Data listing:

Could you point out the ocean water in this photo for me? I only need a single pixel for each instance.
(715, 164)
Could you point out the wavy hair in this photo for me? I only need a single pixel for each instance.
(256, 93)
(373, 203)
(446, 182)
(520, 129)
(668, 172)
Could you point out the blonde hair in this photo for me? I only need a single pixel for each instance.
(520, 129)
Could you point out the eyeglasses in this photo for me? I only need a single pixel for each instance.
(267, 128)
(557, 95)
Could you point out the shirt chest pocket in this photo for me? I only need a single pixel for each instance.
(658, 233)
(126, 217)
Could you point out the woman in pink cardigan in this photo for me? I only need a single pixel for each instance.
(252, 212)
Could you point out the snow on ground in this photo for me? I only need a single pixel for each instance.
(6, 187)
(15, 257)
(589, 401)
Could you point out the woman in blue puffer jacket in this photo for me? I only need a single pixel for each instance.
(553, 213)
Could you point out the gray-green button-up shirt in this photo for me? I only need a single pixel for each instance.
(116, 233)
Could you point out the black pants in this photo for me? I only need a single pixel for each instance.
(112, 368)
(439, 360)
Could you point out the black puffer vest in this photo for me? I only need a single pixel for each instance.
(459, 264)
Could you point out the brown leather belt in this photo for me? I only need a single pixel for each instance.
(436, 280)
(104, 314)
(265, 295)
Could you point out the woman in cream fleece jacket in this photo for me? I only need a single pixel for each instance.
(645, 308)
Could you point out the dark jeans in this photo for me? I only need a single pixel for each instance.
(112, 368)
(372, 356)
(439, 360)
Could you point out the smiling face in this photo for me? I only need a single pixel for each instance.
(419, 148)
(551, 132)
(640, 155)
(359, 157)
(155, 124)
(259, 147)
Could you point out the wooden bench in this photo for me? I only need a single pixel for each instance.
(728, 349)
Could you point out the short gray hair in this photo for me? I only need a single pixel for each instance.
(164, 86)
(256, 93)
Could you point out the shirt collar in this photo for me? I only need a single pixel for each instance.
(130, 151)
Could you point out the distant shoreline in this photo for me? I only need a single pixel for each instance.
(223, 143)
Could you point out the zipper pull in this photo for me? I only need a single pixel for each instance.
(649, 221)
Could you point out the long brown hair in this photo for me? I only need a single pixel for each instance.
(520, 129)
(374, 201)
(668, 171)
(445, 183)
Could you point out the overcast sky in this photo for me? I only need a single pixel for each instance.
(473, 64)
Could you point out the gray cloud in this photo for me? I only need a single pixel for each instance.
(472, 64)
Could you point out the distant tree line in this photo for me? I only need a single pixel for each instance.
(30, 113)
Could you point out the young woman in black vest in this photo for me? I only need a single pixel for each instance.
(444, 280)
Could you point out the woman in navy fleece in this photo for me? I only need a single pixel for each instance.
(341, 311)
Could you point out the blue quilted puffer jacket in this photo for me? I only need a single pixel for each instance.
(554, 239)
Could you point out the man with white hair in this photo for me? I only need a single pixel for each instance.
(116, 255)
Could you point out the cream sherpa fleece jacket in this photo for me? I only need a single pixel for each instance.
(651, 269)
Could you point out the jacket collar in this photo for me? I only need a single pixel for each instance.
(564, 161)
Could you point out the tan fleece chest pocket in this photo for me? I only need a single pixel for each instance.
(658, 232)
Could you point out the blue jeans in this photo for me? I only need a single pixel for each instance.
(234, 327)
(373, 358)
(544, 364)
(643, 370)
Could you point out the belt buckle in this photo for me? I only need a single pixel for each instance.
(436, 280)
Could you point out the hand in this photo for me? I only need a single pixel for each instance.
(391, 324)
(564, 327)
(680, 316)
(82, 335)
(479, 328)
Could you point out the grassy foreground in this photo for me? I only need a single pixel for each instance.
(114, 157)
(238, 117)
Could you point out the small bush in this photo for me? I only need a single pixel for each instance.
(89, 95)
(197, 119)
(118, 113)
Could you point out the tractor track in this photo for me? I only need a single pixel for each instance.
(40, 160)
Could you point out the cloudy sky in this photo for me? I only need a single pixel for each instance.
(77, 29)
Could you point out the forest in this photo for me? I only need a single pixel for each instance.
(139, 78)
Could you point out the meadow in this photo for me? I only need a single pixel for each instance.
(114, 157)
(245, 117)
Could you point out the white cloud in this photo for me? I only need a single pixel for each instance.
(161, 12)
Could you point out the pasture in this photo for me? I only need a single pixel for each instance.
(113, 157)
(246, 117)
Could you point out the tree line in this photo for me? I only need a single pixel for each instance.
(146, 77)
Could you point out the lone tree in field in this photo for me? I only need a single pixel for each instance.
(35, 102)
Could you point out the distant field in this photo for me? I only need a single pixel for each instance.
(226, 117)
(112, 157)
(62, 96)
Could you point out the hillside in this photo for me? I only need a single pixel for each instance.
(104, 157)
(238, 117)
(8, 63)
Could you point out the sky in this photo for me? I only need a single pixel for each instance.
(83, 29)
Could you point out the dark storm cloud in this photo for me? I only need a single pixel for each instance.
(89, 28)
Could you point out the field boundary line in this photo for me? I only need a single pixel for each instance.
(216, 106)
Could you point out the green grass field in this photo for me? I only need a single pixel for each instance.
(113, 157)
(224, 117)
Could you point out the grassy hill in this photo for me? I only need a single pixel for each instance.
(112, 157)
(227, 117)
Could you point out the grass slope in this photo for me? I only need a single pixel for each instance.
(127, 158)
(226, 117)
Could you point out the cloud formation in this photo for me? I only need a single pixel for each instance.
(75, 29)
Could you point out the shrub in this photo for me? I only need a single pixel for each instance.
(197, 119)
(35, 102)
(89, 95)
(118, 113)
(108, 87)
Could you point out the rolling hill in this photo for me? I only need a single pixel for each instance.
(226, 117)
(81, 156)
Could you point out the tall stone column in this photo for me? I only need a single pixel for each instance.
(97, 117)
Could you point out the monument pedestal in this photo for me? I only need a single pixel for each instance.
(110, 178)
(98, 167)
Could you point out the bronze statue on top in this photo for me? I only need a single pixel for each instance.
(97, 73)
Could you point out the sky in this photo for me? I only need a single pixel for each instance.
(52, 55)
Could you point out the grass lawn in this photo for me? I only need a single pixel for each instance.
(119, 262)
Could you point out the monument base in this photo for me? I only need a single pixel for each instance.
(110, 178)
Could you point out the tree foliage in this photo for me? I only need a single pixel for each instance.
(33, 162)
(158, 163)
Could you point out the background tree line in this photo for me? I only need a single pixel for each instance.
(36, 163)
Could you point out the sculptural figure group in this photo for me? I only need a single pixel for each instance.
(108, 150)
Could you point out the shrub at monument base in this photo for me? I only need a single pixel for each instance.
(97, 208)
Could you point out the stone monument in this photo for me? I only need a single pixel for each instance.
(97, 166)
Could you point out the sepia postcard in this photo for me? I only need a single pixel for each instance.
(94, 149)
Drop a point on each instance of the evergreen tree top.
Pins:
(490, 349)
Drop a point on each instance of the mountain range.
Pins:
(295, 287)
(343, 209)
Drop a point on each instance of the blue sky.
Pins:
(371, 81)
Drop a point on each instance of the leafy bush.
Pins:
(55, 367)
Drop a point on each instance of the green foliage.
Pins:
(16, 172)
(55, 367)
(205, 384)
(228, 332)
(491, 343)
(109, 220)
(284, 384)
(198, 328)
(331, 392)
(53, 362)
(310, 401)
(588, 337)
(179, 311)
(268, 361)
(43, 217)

DO THIS: Copy only this span: the line that contains "Could you point out the shrub in", the last line, and every line between them.

THE RESULT:
Could you point out the shrub in this photo for me? I only need a single pixel for each instance.
(197, 119)
(35, 102)
(89, 95)
(118, 113)
(108, 87)
Could you point out the rolling hill in this photo for me? I only need a single pixel for each instance.
(226, 117)
(81, 156)
Could you point out the tall stone column in this photo for me? I only need a single pixel for each instance.
(97, 117)
Could you point out the monument pedestal in this photo for me? I only need a single pixel for each instance.
(110, 178)
(98, 167)
Could you point out the bronze statue on top in this photo for me? I only need a single pixel for each instance.
(97, 73)
Could you point out the sky in this photo for me? I only need a single pixel for each instance.
(52, 55)
Could you point out the grass lawn in this photo for me? I only need a single pixel for each instance.
(119, 262)
Could you point out the monument base in this photo for me? I only need a single pixel for each instance.
(110, 178)
Could you point out the tree foliage in this photo for me? I only need a single pixel for each instance.
(33, 162)
(158, 163)
Could you point out the background tree line in this photo for me? I only need a single pixel for each instance.
(36, 163)
Could you point out the sculptural figure group in this photo for me? I only need a single pixel for each instance.
(108, 150)
Could you point out the shrub at monument base in this photo for me? I only need a single pixel for each instance.
(97, 208)
Could you point out the stone monument in this photo for me? I only need a single pixel for each instance.
(97, 166)
Could you point out the sepia postcard in this photo for me? I only need a single pixel for each instance.
(94, 149)
Drop a point on each instance of the evergreen tree top.
Pins:
(490, 349)
Drop a point on each instance of the mountain range.
Pins:
(295, 287)
(343, 209)
Drop a point on each instance of the blue sky.
Pins:
(371, 81)
Drop a point on each instance of the leafy bush.
Pins:
(55, 367)
Drop a point on each instance of the green foliage.
Pins:
(16, 172)
(55, 367)
(205, 384)
(228, 332)
(491, 343)
(109, 220)
(284, 384)
(198, 328)
(331, 392)
(53, 362)
(310, 401)
(588, 337)
(179, 311)
(268, 361)
(43, 217)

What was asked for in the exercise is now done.